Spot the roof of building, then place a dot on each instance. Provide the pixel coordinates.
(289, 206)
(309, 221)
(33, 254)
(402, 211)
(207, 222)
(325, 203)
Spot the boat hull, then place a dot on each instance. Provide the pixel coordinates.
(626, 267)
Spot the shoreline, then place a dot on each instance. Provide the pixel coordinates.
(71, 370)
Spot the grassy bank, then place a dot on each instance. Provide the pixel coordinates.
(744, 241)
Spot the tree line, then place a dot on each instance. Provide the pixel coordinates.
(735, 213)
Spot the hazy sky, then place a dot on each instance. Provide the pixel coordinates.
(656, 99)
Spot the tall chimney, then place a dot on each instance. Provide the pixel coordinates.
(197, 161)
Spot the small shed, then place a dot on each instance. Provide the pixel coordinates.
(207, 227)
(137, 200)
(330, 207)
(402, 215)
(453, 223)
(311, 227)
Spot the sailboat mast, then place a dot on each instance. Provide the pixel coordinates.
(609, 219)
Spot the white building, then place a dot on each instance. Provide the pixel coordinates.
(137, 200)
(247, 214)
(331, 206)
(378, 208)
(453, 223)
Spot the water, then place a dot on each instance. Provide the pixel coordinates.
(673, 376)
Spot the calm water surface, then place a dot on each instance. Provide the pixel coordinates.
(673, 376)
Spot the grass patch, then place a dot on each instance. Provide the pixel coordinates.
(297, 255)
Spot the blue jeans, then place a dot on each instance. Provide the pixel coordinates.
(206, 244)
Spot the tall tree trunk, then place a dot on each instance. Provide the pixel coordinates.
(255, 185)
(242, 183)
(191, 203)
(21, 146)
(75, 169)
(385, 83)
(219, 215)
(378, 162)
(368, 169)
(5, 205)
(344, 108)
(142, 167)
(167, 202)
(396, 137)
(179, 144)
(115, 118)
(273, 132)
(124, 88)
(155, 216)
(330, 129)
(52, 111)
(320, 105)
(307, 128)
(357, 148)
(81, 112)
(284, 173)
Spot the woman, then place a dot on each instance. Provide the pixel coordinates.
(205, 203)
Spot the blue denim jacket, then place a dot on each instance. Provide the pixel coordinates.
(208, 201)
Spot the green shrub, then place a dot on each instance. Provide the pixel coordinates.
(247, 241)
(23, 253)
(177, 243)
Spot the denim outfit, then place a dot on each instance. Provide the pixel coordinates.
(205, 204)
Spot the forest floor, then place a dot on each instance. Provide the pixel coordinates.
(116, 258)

----

### AIM OF THE EXERCISE
Set down every line of the listing above again, exactly as given.

### WRITTEN SOLUTION
Spot the roof of building, then place a dot on each instance. Provide the pixel coordinates.
(289, 206)
(309, 221)
(33, 254)
(402, 211)
(207, 222)
(325, 203)
Spot the boat hull, then place a dot on each instance. Provide the pixel coordinates.
(626, 267)
Spot the shoreline, then place a dot on each instance. Provide the pixel coordinates.
(71, 370)
Spot the grassy bank, then place a dot on each instance. Provide the pixel coordinates.
(744, 241)
Spot the tree line, then place a dot on each instance. Provide the pixel coordinates.
(735, 213)
Spot the hazy sky, then place a dot on each instance. Provide the pixel coordinates.
(656, 99)
Spot the tall chimney, then place a dot on each instance. Provide the pixel coordinates.
(197, 161)
Spot the small shed, then place a dot on each instance. Provide the pixel coordinates.
(207, 227)
(137, 200)
(330, 207)
(402, 215)
(453, 223)
(311, 227)
Spot the sailboat mast, then place a dot on each instance. Provide the pixel coordinates.
(609, 219)
Spot the white building, then place a dot on each instance. Provide the pixel coordinates.
(137, 200)
(247, 214)
(331, 206)
(378, 208)
(453, 223)
Spot the water, then place a dot on each instance. Provide the pixel coordinates.
(673, 376)
Spot the calm water surface, then place a dot on each instance. Provide the pixel coordinates.
(673, 376)
Spot the grass patch, then place a dot on each instance. Provide the pixel coordinates.
(297, 255)
Spot the blue jeans, then place a dot on each instance. Provide the pixel coordinates.
(206, 244)
Spot the tall tree trunk, then place a dot on each instance. Provide the pixel coordinates.
(255, 185)
(242, 183)
(191, 203)
(21, 146)
(75, 169)
(385, 83)
(219, 215)
(378, 162)
(368, 169)
(5, 205)
(344, 108)
(142, 167)
(167, 202)
(396, 137)
(179, 144)
(115, 118)
(273, 132)
(124, 88)
(155, 216)
(330, 129)
(52, 111)
(320, 105)
(307, 128)
(357, 148)
(81, 112)
(284, 173)
Spot the woman, then place a dot on each instance. Provide the pixel coordinates.
(205, 203)
Spot the blue denim jacket, then place a dot on each instance. Provide the pixel coordinates.
(208, 201)
Spot the green shrub, then place a dot on each instance. Provide the pixel coordinates.
(247, 241)
(23, 253)
(177, 243)
Spot the denim outfit, then place a dot on each instance. Provide the pixel coordinates.
(205, 204)
Spot the forest floor, then place a dot on each instance. Provide the pixel coordinates.
(116, 258)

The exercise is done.